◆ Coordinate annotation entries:

* * * * * * *

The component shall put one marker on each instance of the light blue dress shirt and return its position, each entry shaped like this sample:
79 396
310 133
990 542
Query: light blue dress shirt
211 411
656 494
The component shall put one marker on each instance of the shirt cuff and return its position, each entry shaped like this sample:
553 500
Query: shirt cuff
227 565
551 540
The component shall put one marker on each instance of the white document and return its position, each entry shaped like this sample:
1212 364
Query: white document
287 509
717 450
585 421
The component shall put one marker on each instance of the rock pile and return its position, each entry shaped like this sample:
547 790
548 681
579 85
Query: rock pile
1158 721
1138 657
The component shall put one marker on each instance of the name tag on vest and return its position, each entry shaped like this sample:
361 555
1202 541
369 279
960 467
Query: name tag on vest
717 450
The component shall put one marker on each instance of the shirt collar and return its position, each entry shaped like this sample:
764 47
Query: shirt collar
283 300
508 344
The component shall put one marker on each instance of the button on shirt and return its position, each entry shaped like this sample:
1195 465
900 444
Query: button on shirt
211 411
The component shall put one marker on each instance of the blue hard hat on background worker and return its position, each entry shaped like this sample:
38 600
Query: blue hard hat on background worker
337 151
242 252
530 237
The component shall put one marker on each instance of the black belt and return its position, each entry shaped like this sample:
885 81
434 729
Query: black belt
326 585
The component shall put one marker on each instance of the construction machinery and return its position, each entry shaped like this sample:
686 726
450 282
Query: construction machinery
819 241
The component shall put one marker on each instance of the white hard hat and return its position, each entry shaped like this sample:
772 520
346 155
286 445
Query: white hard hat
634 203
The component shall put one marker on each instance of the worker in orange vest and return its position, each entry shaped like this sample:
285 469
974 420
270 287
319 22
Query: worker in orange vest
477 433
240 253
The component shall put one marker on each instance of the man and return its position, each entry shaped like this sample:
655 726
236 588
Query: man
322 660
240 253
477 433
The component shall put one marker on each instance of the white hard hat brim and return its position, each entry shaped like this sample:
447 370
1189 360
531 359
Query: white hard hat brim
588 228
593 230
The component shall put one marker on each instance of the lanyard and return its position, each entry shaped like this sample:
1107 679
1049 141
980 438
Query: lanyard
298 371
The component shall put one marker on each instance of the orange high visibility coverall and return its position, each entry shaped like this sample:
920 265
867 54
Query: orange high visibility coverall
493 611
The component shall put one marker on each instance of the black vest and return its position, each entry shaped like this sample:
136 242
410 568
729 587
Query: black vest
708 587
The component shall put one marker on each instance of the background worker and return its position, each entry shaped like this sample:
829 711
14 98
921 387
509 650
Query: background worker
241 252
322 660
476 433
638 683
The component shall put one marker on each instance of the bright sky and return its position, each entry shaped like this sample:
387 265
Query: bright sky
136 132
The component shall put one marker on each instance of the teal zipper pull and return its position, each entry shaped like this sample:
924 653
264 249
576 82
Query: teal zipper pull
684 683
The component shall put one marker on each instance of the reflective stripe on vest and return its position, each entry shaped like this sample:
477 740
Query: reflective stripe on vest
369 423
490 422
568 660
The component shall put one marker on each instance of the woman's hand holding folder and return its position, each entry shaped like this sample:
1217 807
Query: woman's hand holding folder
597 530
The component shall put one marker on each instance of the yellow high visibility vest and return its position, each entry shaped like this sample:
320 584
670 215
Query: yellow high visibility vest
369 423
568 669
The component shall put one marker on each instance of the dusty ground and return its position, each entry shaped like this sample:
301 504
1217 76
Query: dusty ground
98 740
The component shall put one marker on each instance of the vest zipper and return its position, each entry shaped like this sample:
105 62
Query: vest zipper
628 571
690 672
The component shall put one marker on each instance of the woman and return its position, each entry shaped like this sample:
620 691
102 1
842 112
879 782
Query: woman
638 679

* * * * * * *

◆ WHAT THIS TASK INVOLVES: Write out all of the records above, reproducing every line without any change.

◆ OUTPUT OF THE EXERCISE:
The component shall put one marker on each instance of the light blue dress shirt and return its position, each entry shaped like this sample:
79 396
310 133
990 542
Query: light blue dress shirt
211 411
656 494
The component shall put one marker on each instance of the shirt cuff and return its position, each entry shaped like this sample:
553 500
Query: shirt cuff
227 565
551 540
The component shall put one marker on each instance of the white document and return its position, each entry shaped like this sample:
1212 364
Query: white document
287 509
717 450
585 421
The component shall put one marker on each instance of the rock pile and return its position, each entry shaped like this sample:
547 790
548 681
579 85
Query: rock pile
1158 721
1138 657
The component shall put one marker on each instance of the name tag on vest and return its position, each entry shaped like this sample:
361 555
1202 541
369 279
960 467
Query: name tag on vest
717 450
The component shall put one marker on each instance of the shirt collar and return its position, each entry shaped like this sample:
764 47
Query: shirt collar
283 300
508 344
The component shall put one marker on each instance of the button on shirt and return its position, each entry shaped like this sample:
1195 465
900 444
Query: button on shirt
211 411
The component shall put one marker on each instance of the blue hard hat on background worker and return its position, each entry shaped like this sample:
38 600
Query: blue hard hat on background worker
337 151
242 252
530 237
The component shall put one marker on each instance of the black belt and return its position, each entry shaped like this sample:
885 81
434 729
Query: black belt
326 585
The component shall put one marker on each instance of the construction machinery and return its position, each entry shaped like this sample:
686 726
450 282
Query: construction machinery
819 241
The component shall put one marker on each instance of the white hard hat and return its position, each entry shaped like this sample:
772 520
346 155
286 445
Query: white hard hat
634 203
The component shall put one marker on each instance of the worker in orange vest and return its position, each entry shaped like this sample:
285 469
974 420
270 287
319 22
Query: worker in orange vest
477 433
240 253
The component shall put one marker on each instance of the man and return its position, each entry shaped like this sample:
655 726
236 588
Query: man
322 660
240 253
477 433
The component shall put one marker on each instance of the white hard hat brim and return its position, each entry shaped like this sample:
447 370
1189 360
531 359
Query: white hard hat brim
588 228
593 230
The component shall put one marker on each instance of the lanyard and return its position, each entry shaped like this sample:
1107 679
1049 141
980 438
Query: lanyard
298 371
The component shall put one marker on each instance of the orange high visibility coverall and return its position, each entry shaped like this sample:
920 265
867 54
Query: orange high visibility coverall
493 611
The component shall put one marker on each instance of the black vest and return its position, each entry shaped like this sample:
136 242
410 568
729 587
Query: black vest
708 587
The component shall put one marker on each instance of the background worker and return its position, each entry shaped like this sample:
829 711
14 98
921 387
509 650
Query: background worker
241 252
322 660
476 433
638 683
The component shall put one marker on each instance of the bright sky and return its position, each entry shaped like this sample:
387 265
Query: bright sky
136 132
The component shall put one marker on each instance of the teal zipper pull and return its position, each entry shaped like this sample:
924 653
264 249
576 82
Query: teal zipper pull
684 683
The component shall put one marker on each instance of the reflective stripe on vest and return its position, each entry shaped like this sample:
477 740
Query: reflective stripe on vest
369 423
490 422
568 660
The component shall put one marker on each instance of the woman's hand holding folder and return its position, each entry shaped like this sample:
1217 807
Query: woman's hand holding folder
597 530
The component shall put one marker on each instance of the yellow high visibility vest and return its position, each entry shaped like this sample:
320 584
670 215
Query: yellow high visibility vest
369 423
568 669
The component shall put one marker on each instance of the dusty ground and return its position, each entry shaped like this sample:
301 504
1217 76
Query: dusty ground
98 740
The component shall put one marker on each instance of the vest zipper and return its position, each entry shaped like this sample:
105 62
Query: vest zipper
628 571
690 672
The component shall put one marker on each instance of the woman and return its position, each entry shaped like this sample:
620 691
102 1
842 112
879 782
Query: woman
638 679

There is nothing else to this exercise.